> Available records:
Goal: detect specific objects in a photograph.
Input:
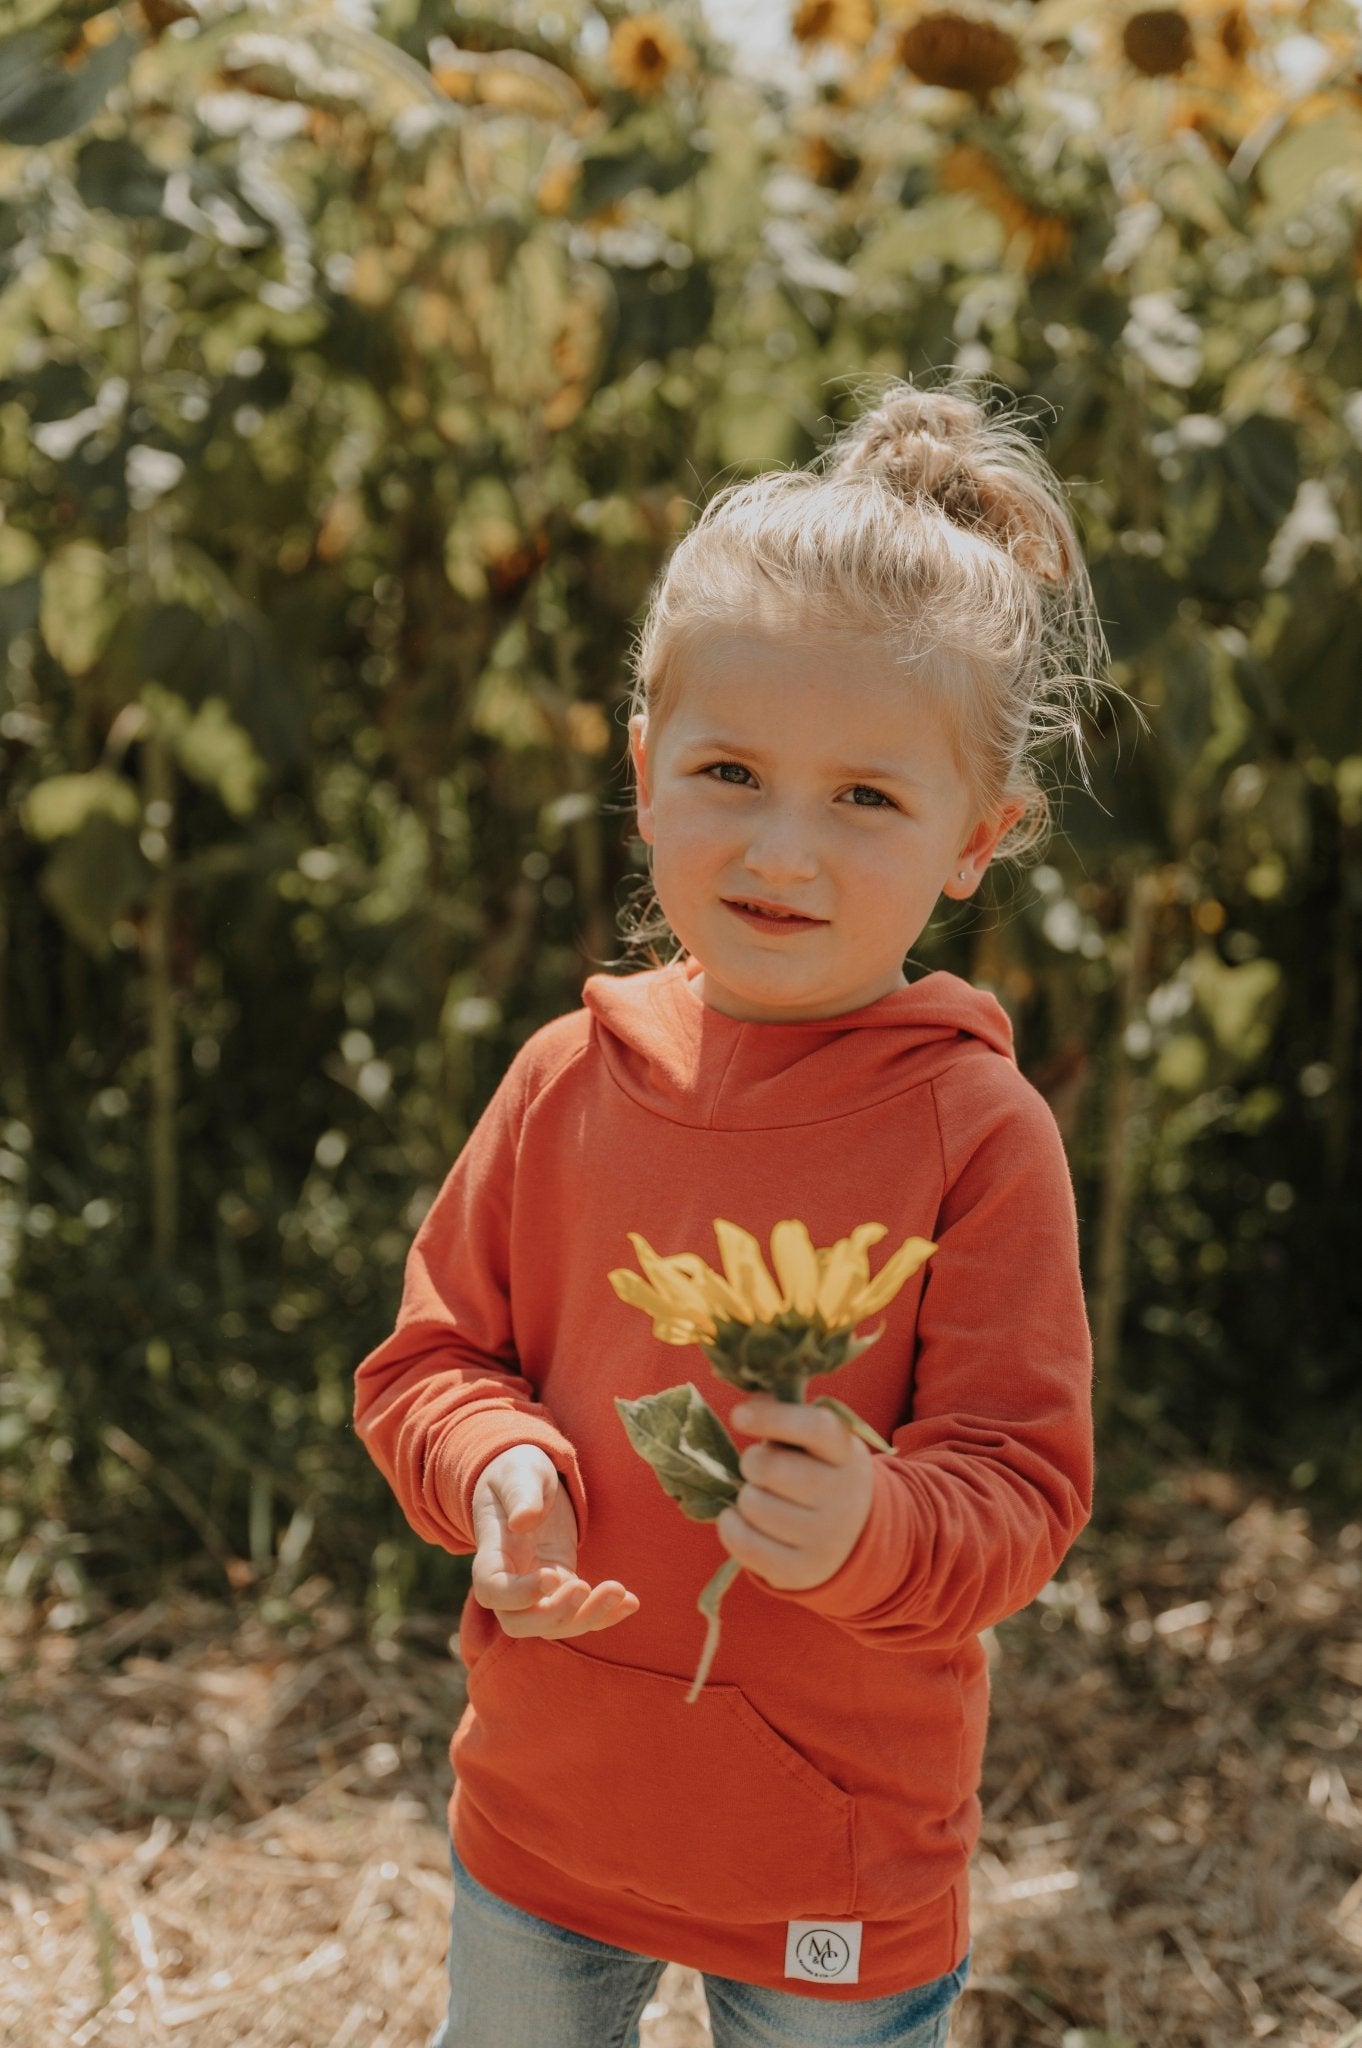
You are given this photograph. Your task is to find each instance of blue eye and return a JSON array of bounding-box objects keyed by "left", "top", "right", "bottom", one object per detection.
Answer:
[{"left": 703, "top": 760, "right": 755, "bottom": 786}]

---

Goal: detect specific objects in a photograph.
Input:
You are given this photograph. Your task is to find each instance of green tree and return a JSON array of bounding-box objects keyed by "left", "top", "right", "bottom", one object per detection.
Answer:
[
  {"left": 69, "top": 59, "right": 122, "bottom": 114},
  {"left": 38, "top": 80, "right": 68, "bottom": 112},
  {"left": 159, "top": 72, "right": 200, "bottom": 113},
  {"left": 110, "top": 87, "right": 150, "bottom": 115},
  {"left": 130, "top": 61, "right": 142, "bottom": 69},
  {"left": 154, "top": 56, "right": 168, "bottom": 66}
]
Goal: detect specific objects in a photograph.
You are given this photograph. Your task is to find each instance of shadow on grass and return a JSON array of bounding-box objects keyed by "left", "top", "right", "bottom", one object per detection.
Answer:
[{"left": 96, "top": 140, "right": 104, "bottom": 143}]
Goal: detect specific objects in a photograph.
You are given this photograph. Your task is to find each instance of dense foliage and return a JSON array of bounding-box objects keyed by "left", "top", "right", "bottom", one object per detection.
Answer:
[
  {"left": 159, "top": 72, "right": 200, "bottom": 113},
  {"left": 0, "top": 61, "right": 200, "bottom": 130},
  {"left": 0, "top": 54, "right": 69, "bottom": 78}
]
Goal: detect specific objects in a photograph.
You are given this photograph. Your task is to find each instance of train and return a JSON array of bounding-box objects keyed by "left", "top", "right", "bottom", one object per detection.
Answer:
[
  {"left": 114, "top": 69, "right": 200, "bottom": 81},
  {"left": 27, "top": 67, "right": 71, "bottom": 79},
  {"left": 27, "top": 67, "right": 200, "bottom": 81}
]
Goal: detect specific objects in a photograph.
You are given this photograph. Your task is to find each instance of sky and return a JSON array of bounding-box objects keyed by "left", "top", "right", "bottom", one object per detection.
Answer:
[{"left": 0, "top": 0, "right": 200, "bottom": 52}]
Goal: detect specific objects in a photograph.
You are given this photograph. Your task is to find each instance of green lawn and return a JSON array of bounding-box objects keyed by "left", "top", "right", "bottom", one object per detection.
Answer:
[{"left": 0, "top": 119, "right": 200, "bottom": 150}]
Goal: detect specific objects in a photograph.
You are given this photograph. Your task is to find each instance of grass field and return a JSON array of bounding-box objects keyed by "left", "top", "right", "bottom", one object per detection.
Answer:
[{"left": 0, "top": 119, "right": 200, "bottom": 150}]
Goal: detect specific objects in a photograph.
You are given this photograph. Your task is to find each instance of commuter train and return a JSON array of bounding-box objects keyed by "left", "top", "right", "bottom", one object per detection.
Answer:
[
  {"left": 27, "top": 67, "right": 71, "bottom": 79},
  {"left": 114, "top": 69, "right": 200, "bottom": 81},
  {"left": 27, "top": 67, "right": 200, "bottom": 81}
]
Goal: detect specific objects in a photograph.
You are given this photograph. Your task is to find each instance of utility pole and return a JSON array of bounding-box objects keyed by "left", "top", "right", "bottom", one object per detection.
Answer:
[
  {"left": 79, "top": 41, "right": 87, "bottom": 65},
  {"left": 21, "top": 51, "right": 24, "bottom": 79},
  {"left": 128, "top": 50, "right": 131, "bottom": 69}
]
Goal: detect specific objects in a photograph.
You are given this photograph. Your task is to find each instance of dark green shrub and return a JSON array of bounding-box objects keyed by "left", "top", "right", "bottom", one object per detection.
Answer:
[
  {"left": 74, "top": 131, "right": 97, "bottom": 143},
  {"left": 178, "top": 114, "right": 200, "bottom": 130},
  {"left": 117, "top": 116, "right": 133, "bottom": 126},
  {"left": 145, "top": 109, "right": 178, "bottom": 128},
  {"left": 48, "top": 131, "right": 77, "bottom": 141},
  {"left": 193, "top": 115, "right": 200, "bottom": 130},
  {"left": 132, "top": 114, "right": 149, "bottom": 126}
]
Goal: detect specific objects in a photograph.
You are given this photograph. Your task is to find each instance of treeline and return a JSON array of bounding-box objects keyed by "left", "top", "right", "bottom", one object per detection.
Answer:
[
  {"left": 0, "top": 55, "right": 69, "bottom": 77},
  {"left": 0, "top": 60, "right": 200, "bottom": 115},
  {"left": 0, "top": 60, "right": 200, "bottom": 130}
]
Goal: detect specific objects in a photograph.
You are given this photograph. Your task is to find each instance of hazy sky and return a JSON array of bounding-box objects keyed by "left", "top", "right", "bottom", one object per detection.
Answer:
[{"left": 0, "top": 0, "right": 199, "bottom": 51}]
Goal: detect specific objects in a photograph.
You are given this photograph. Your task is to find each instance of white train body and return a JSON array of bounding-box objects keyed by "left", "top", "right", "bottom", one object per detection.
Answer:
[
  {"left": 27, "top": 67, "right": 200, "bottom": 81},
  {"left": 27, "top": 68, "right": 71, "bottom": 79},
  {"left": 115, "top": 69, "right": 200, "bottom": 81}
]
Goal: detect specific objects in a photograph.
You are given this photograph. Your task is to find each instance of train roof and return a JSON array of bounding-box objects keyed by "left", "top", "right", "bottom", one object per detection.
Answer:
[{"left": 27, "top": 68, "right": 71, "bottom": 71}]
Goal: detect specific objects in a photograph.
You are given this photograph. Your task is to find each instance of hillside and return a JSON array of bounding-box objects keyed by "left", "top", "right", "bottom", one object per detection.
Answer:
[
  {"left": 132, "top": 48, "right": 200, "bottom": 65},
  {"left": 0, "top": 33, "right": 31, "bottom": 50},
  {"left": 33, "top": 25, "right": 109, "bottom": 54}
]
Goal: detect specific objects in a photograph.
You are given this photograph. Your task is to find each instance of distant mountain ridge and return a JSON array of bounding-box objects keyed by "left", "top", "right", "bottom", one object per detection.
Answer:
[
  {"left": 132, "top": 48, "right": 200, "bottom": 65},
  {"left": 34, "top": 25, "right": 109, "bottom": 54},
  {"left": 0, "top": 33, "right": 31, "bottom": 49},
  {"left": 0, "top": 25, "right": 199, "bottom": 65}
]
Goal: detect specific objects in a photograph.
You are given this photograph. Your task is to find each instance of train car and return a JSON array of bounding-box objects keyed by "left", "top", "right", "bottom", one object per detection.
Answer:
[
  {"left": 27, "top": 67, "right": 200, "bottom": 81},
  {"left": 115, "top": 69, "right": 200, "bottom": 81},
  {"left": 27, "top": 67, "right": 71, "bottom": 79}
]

==

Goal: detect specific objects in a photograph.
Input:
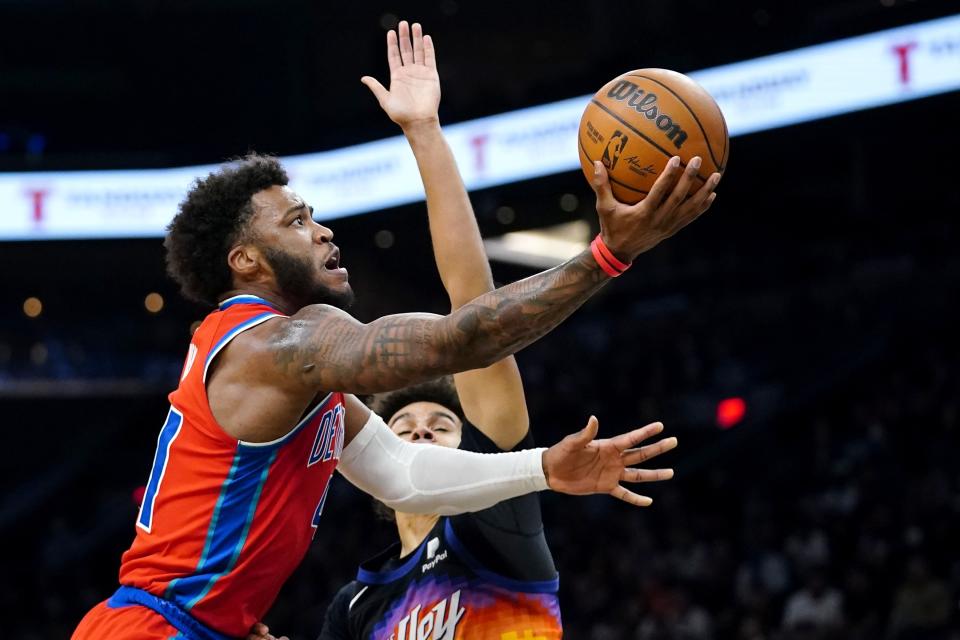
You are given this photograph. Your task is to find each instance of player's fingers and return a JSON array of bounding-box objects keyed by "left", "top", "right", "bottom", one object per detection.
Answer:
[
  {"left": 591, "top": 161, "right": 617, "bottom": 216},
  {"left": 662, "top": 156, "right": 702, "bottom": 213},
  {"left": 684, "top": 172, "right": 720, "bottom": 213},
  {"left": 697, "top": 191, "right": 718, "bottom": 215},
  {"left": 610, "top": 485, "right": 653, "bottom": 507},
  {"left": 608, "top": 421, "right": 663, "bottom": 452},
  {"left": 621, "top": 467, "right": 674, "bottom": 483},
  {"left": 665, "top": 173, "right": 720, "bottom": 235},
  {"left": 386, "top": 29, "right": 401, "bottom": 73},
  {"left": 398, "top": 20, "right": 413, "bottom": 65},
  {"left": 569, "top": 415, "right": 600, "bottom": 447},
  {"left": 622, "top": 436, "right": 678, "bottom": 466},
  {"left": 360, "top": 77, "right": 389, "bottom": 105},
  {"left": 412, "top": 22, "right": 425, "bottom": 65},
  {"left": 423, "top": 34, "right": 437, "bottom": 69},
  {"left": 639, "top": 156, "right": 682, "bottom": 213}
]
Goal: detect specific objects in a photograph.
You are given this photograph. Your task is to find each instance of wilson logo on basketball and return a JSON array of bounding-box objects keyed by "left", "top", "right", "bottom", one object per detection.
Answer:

> Task statement:
Within the material above, copy exactly the lines from the line that holds "instance of white" up to and including the line that holds "instance of hillside".

> Response to the exercise:
You are given this photograph. Your task is to find each instance of white train body and return a JSON array of bounding-box objects keyed by "left", "top", "right", "bottom", one object per detection.
Answer:
[
  {"left": 27, "top": 67, "right": 200, "bottom": 81},
  {"left": 27, "top": 68, "right": 71, "bottom": 79},
  {"left": 115, "top": 69, "right": 200, "bottom": 81}
]
Goal: detect specific objects in a photograph.
You are given this photograph. Your task is to find each instance of train roof and return a JSON array of bounding-box objects keyed by "left", "top", "right", "bottom", one object per detection.
Answer:
[{"left": 27, "top": 68, "right": 71, "bottom": 71}]
Goal: detect specific objects in a photograph.
You are given this photograph. Your task is to find each instance of hillside and return a JSON array of bounding-box objects keyed by "left", "top", "right", "bottom", one object per detection.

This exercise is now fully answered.